• _Assignment_: Each line below that includes the word "boxer" is to be reported.

*** Opening Data section ***

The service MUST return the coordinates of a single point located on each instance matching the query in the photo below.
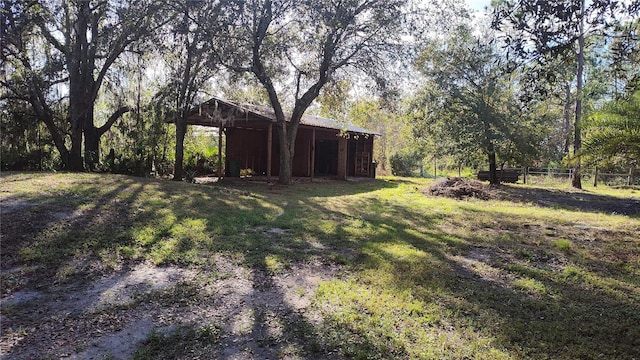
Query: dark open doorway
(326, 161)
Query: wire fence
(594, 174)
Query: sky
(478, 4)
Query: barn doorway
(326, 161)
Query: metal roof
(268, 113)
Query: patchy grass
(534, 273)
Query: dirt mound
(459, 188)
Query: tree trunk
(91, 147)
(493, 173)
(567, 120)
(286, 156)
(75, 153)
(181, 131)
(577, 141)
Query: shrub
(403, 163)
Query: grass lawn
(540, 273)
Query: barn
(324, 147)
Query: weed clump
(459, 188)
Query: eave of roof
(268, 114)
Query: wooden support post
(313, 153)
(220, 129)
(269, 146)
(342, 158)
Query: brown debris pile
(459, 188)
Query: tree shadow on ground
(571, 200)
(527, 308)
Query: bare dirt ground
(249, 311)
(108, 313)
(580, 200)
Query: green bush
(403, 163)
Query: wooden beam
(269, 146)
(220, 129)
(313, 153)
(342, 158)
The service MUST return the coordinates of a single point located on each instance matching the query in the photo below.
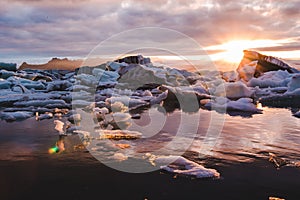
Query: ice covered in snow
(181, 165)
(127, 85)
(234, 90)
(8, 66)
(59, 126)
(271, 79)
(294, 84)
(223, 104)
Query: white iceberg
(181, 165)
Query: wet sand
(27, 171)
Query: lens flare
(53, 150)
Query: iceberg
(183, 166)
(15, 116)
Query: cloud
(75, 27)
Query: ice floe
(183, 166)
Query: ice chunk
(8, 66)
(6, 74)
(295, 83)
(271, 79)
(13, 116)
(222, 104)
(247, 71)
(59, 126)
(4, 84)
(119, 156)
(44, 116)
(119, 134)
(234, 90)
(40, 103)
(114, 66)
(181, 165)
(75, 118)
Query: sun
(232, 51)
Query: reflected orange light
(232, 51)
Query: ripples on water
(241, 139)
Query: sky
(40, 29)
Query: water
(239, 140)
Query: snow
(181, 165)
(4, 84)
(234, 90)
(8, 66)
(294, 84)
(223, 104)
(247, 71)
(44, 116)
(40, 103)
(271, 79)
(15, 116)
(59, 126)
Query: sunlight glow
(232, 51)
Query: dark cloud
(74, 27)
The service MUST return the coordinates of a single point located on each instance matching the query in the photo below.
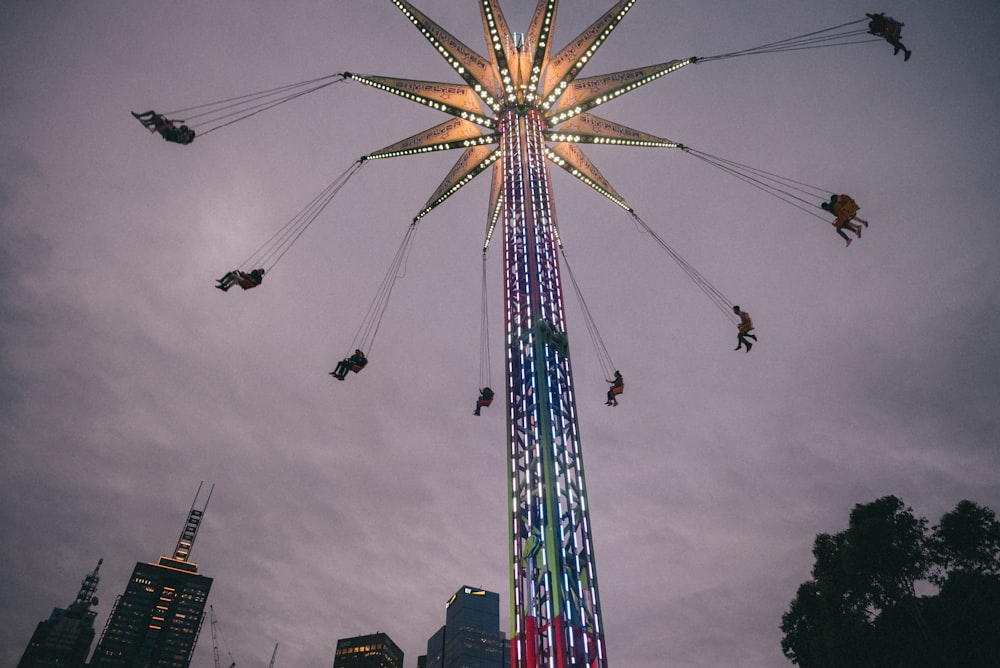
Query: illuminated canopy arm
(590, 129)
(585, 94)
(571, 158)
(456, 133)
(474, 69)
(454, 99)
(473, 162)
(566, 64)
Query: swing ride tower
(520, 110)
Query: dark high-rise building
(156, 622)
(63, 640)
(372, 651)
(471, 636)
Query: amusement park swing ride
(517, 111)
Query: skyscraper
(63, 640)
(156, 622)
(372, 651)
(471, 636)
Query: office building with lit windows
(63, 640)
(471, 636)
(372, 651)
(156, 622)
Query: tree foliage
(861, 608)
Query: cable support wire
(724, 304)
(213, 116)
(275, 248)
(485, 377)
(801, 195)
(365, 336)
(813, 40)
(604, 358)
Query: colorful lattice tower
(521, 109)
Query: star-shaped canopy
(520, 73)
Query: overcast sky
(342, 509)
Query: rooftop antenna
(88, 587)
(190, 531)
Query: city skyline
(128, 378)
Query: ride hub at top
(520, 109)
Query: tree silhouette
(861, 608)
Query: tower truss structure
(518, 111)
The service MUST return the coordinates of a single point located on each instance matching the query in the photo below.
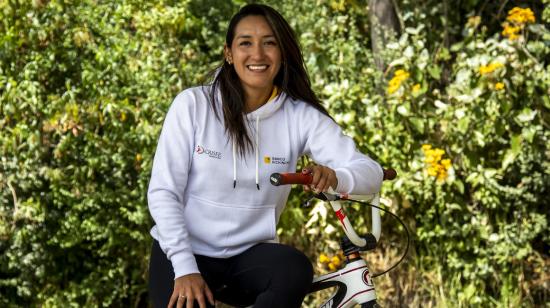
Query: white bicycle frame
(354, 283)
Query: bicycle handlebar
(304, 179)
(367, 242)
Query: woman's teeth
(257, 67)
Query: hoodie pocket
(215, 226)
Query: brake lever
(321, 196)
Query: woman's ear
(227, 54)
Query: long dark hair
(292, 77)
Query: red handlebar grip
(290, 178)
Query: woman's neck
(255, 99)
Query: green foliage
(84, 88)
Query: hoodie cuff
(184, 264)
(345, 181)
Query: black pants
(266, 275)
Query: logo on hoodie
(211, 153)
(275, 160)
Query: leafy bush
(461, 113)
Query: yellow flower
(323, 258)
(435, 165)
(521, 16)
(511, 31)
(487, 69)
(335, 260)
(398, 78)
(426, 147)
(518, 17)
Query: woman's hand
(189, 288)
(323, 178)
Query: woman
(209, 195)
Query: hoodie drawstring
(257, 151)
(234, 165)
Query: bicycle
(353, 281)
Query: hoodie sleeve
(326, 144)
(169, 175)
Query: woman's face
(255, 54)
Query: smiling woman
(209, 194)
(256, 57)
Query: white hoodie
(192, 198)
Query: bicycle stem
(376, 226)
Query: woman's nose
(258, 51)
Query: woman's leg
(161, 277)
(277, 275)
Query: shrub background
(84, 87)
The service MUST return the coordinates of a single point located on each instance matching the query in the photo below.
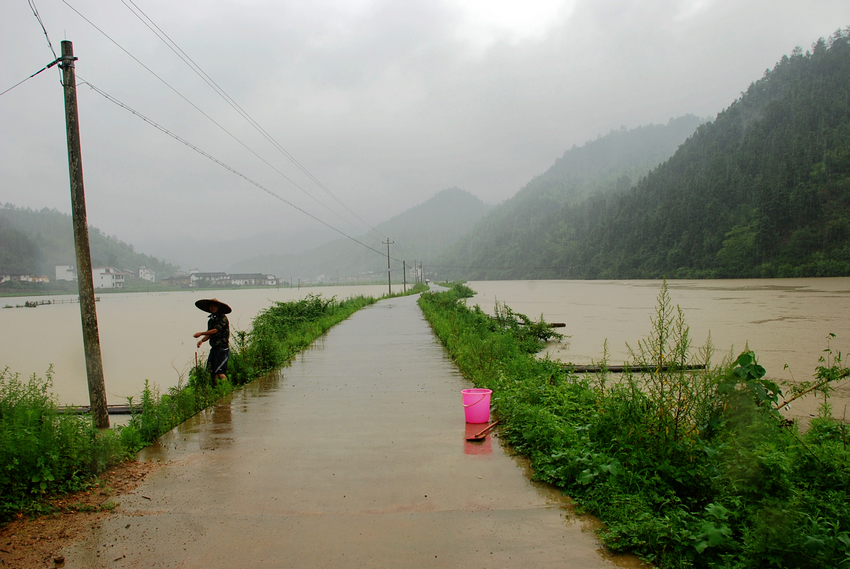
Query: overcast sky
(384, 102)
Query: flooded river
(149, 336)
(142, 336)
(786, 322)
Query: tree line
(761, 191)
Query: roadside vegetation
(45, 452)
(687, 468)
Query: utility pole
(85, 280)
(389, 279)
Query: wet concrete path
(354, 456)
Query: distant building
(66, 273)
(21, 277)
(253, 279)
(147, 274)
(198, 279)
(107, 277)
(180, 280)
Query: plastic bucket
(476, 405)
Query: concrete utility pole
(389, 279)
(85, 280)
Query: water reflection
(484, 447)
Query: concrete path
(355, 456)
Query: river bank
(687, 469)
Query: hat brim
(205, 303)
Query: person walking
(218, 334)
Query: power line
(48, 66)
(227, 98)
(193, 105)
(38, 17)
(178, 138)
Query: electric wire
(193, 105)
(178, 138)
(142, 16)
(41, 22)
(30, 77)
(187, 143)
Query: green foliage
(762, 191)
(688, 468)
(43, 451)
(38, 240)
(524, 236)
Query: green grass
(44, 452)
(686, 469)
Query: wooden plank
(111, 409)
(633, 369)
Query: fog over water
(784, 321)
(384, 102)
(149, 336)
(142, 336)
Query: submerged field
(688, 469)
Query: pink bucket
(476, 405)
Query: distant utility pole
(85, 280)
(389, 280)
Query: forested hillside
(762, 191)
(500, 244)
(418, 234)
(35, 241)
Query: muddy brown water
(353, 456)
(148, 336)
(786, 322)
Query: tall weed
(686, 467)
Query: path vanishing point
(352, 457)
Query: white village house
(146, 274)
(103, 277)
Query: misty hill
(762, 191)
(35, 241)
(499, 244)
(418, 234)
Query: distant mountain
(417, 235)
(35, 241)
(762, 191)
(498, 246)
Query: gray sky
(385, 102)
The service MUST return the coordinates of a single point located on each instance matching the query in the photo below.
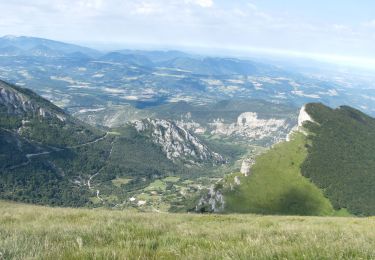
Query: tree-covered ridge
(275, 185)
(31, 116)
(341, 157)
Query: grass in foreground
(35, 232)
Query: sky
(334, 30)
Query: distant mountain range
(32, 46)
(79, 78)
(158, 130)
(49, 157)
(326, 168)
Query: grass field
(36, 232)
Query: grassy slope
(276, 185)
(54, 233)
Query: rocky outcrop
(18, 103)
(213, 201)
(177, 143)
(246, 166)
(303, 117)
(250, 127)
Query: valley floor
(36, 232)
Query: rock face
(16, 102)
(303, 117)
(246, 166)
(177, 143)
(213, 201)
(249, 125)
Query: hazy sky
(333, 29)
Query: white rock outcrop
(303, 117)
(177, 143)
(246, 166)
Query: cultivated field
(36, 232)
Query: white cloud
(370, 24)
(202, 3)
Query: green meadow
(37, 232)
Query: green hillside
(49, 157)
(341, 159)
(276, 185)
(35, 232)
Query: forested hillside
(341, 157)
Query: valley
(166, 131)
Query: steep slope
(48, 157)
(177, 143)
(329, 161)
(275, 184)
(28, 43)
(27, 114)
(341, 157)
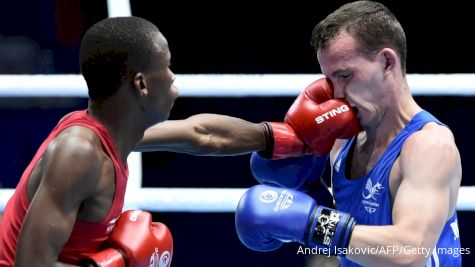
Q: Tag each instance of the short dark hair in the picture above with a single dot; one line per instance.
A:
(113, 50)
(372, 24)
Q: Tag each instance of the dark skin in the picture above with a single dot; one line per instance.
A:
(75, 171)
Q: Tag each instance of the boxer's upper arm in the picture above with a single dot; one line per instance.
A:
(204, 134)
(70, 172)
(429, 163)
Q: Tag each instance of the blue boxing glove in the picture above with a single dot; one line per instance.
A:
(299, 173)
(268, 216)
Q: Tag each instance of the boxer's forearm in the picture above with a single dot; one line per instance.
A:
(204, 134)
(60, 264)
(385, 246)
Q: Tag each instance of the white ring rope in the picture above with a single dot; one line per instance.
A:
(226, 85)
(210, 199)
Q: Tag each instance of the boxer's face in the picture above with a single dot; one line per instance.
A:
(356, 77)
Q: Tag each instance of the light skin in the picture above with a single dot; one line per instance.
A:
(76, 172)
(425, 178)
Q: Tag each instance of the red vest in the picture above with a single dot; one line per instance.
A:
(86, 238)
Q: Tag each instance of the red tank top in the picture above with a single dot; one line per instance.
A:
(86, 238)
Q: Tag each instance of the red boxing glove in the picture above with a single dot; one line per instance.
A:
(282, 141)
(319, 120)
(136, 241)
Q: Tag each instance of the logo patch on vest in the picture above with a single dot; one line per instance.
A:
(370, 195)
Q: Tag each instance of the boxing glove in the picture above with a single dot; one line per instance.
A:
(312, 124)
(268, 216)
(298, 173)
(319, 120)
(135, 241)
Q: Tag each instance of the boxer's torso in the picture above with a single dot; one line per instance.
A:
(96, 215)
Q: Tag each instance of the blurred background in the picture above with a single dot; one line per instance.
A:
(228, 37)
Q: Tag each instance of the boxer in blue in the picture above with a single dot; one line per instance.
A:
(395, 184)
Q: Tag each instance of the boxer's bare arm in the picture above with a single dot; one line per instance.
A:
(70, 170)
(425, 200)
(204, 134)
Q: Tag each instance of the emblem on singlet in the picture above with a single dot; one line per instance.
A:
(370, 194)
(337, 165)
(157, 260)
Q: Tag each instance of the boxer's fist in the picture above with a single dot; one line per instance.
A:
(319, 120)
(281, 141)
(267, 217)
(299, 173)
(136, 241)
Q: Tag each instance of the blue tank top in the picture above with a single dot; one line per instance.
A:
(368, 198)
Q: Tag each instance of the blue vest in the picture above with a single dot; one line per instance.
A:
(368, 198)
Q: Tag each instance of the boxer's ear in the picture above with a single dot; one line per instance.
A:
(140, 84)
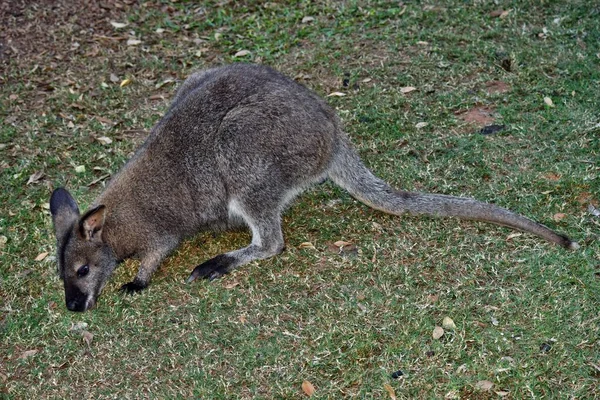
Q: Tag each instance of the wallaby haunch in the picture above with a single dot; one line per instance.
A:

*** Closing Data section ***

• _Answer space_:
Q: Tag each instance of the boxer's upper arm in the picture above with a single dot; one line per instance.
Q: Tag each instance of the boxer's forearm in the picture above with a single dot; one line per instance.
Q: Tag each instance of the boxer's face in the picture above with a single dot; one line per instance.
Q: Tag each instance of the boxer's torso in the picture above with a single dot; one line per instance.
Q: Tag each instance of the boxer in blue in the picture above with a single dot; one line per instance.
Q: Tag each instance of the boxer's bare arm in the picture above with a single dot; one line per instance.
Q: Tag each instance of the boxer's fist in the picture above with a single dot; one line per instance.
Q: Tag each instance of the boxer's ear in the picture above with a single dot; one line per instance.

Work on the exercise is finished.